PAGE:
====================
Est-ce que dans le contexte actuel, un joueur professionnel peut encore se permettre d’avoir un passage à vide sans en payer les conséquences ? Ou, pour reprendre un poncif bien connu, est-ce que tout va vraiment trop vite dans le football ?On peut se le permettre, je le crois, mais tout dépend du milieu dans lequel on évolue. Est-ce que le directeur sportif t’aime, est-ce que c’est lui qui t’a fait venir, est-ce qu’il s’entend bien avec l’entraîneur ? Est-ce que le fait d’avoir tel ou tel agent va te protéger ou, au contraire, te desservir ? Et pour moi, dans certains contextes, on s’éloigne un peu trop de la vérité du rectangle vert, pour reprendre une expression de René Girard. Je trouve ça un peu désolant, mais c’est comme ça que fonctionne le monde d’aujourd’hui, et le football n’échappe pas à la règle.

C’est la valeur travail qui prime dans ton métier ?Mon père, mon grand-père et mon oncle sont tous entraîneurs. Par leur éducation, j’ai toujours su ce qu’il fallait faire pour durer dans ce milieu. Ce sont des valeurs qui m’ont aussi été inculquées à Montpellier, au centre de formation comme en pro. René Girard, encore lui, ne nous laissait pas une grande marge de manœuvre sur le côté : il se méfiait qu’on réponde à plein d’interviews sous prétexte qu’on était un espoir. Encore une fois, sa vérité, c’était le rectangle vert. Avec Younès, on se dit que, plus on grandit, plus on se rend compte qu’il avait raison. Aujourd’hui, le football a changé : un joueur peut être moyen, mais garder du crédit par rapport à l’image qu’il renvoie. Je ne me mets pas dans cette catégorie. Plus on est naturel, plus on se connaît et on est en accord avec soi-même.

Tu te sens privilégié d’avoir grandi dans un environnement familial qui a baigné dans le haut niveau du football ?J’ai de la chance, il faut dire ce qui est, parce que certains n’ont carrément pas de famille. Mais c’est un tout. On peut venir d’une famille comme la mienne et avoir une éducation différente de celle que j’ai connue. Moi, on m’a appris à beaucoup écouter, et j’ai grandi avec le respect des aînés. Quand on me donnait un conseil, c’était pour me tirer vers le haut, et j’ai su les écouter quand il le fallait. Ce n’était pas seulement des conseils sur le terrain, mais aussi sur le comportement à avoir en dehors. Après, malgré cet environnement familial très proche et la bulle de protection qui nous entourait mon frère et moi, il ne faut pas croire qu’on était des petits princes. Quand on te dit d’aller déraciner les six arbres en face, tu prends les outils et tu vas creuser. Si demain, on veut installer une fontaine dans le jardin, on ne va pas payer 15 000 euros à une entreprise pour le faire. Toi, tu prends la pelle, toi, la truelle, toi, les seaux, et on va l’installer nous-mêmes, la fontaine.

Je me mettais une pression tout seul, parce que j’étais le fils de Stambouli.
====================
ENTRÉES EXTRAITES:
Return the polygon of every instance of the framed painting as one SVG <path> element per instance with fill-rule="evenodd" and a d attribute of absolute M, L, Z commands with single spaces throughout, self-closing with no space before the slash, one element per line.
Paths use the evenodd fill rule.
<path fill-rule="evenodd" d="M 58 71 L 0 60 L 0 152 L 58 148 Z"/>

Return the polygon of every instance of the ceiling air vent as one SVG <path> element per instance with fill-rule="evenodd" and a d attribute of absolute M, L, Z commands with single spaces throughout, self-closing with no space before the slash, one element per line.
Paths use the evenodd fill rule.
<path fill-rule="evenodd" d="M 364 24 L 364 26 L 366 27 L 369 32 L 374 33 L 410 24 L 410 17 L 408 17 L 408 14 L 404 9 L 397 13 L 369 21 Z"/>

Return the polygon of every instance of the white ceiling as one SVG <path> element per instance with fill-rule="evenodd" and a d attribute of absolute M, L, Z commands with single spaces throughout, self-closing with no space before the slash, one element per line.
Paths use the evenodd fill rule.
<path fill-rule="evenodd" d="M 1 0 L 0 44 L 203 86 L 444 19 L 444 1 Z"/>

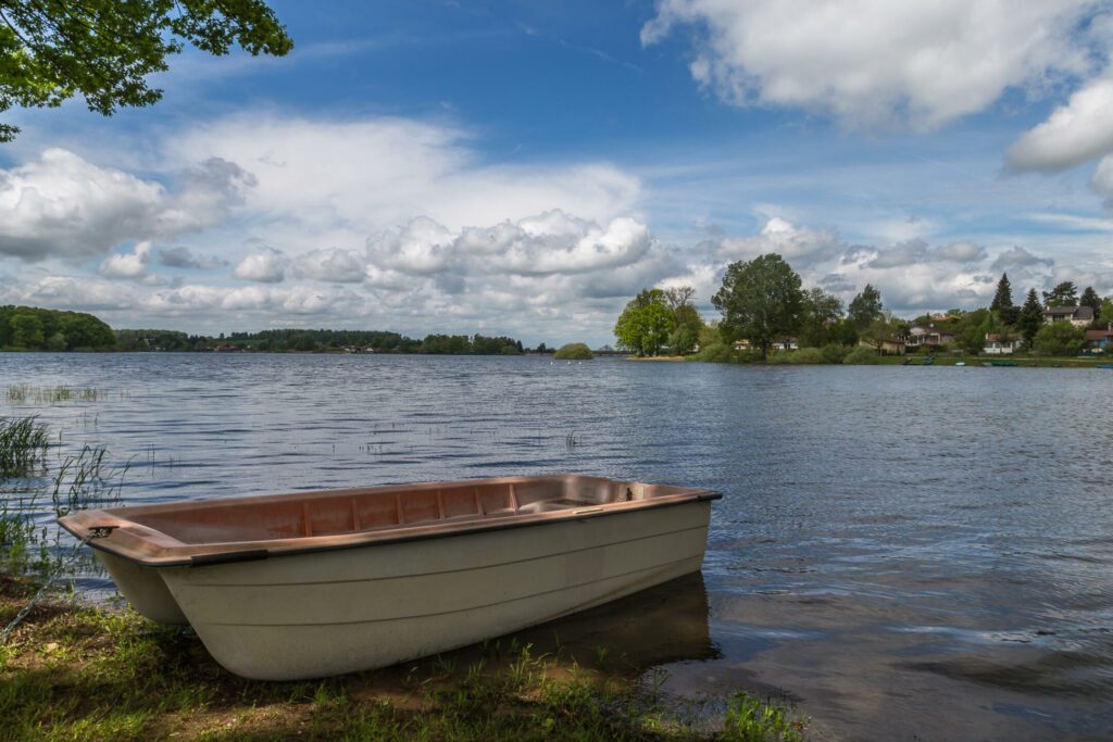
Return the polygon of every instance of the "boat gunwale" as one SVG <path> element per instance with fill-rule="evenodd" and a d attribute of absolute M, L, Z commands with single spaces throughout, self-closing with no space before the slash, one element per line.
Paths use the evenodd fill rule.
<path fill-rule="evenodd" d="M 455 523 L 423 522 L 411 526 L 401 525 L 368 531 L 354 531 L 338 534 L 323 534 L 319 536 L 294 536 L 282 538 L 265 538 L 253 541 L 229 541 L 208 542 L 188 544 L 180 542 L 168 534 L 156 528 L 144 525 L 131 520 L 130 515 L 145 515 L 148 513 L 173 513 L 175 509 L 186 508 L 190 505 L 205 503 L 206 507 L 232 507 L 245 503 L 267 504 L 270 502 L 283 502 L 287 499 L 317 499 L 336 496 L 356 496 L 368 493 L 390 492 L 413 492 L 432 489 L 436 487 L 457 486 L 460 484 L 483 486 L 498 484 L 514 484 L 524 482 L 538 482 L 543 479 L 568 481 L 568 479 L 593 479 L 607 481 L 621 484 L 641 486 L 667 486 L 680 489 L 670 495 L 659 495 L 644 499 L 621 501 L 613 503 L 585 504 L 583 507 L 569 507 L 560 511 L 541 513 L 516 513 L 511 515 L 499 515 L 483 517 L 475 521 L 463 521 Z M 158 503 L 151 505 L 137 505 L 134 507 L 117 507 L 107 509 L 87 509 L 70 513 L 58 520 L 66 531 L 77 538 L 85 540 L 90 532 L 98 527 L 109 527 L 110 533 L 104 537 L 89 540 L 88 544 L 95 550 L 104 551 L 128 562 L 145 567 L 201 567 L 215 564 L 229 564 L 235 562 L 248 562 L 267 560 L 278 556 L 295 556 L 304 554 L 315 554 L 332 551 L 351 548 L 363 548 L 368 546 L 400 544 L 406 542 L 429 541 L 433 538 L 449 538 L 480 533 L 492 533 L 509 531 L 513 528 L 534 527 L 551 525 L 554 523 L 571 523 L 597 517 L 620 515 L 623 513 L 634 513 L 659 507 L 670 507 L 684 505 L 695 502 L 713 501 L 722 497 L 722 494 L 712 489 L 679 487 L 676 485 L 652 485 L 643 482 L 630 482 L 624 479 L 610 479 L 608 477 L 595 477 L 588 475 L 542 475 L 521 477 L 498 477 L 486 479 L 456 479 L 452 482 L 422 482 L 414 484 L 384 485 L 376 487 L 354 487 L 344 489 L 314 489 L 277 495 L 246 495 L 240 497 L 218 498 L 213 501 L 176 501 L 174 503 Z M 98 522 L 99 521 L 99 522 Z M 128 536 L 134 544 L 112 542 L 112 536 L 117 532 Z M 142 533 L 136 533 L 140 531 Z M 148 551 L 139 548 L 148 546 Z"/>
====================
CONSIGNES:
1. Résumez l'entretien en trois phrases.
2. Citez l'entretien depuis « C’est la valeur » jusqu'à « accord avec soi-même. » inclus.
3. Selon l'entretien, pourquoi le joueur se mettait-il la pression tout seul ? Répondez en une ou deux phrases.

RÉPONSES:
1. Pour le joueur interrogé, un professionnel peut encore se permettre un passage à vide, mais cela dépend de son environnement, comme le directeur sportif, l'entraîneur ou l'agent, et il regrette qu'on s'éloigne parfois de la vérité du rectangle vert. Il a appris la valeur du travail auprès de son père, de son grand-père et de son oncle, tous entraîneurs, ainsi qu'à Montpellier, où René Girard limitait les interviews des jeunes espoirs. Il se dit chanceux d'avoir grandi dans cette famille, qui lui a appris à écouter et à respecter ses aînés sans faire de lui et de son frère des petits princes.

2.
C’est la valeur travail qui prime dans ton métier ?Mon père, mon grand-père et mon oncle sont tous entraîneurs. Par leur éducation, j’ai toujours su ce qu’il fallait faire pour durer dans ce milieu. Ce sont des valeurs qui m’ont aussi été inculquées à Montpellier, au centre de formation comme en pro. René Girard, encore lui, ne nous laissait pas une grande marge de manœuvre sur le côté : il se méfiait qu’on réponde à plein d’interviews sous prétexte qu’on était un espoir. Encore une fois, sa vérité, c’était le rectangle vert. Avec Younès, on se dit que, plus on grandit, plus on se rend compte qu’il avait raison. Aujourd’hui, le football a changé : un joueur peut être moyen, mais garder du crédit par rapport à l’image qu’il renvoie. Je ne me mets pas dans cette catégorie. Plus on est naturel, plus on se connaît et on est en accord avec soi-même.

3. Il se mettait la pression tout seul parce qu'il était le fils de Stambouli.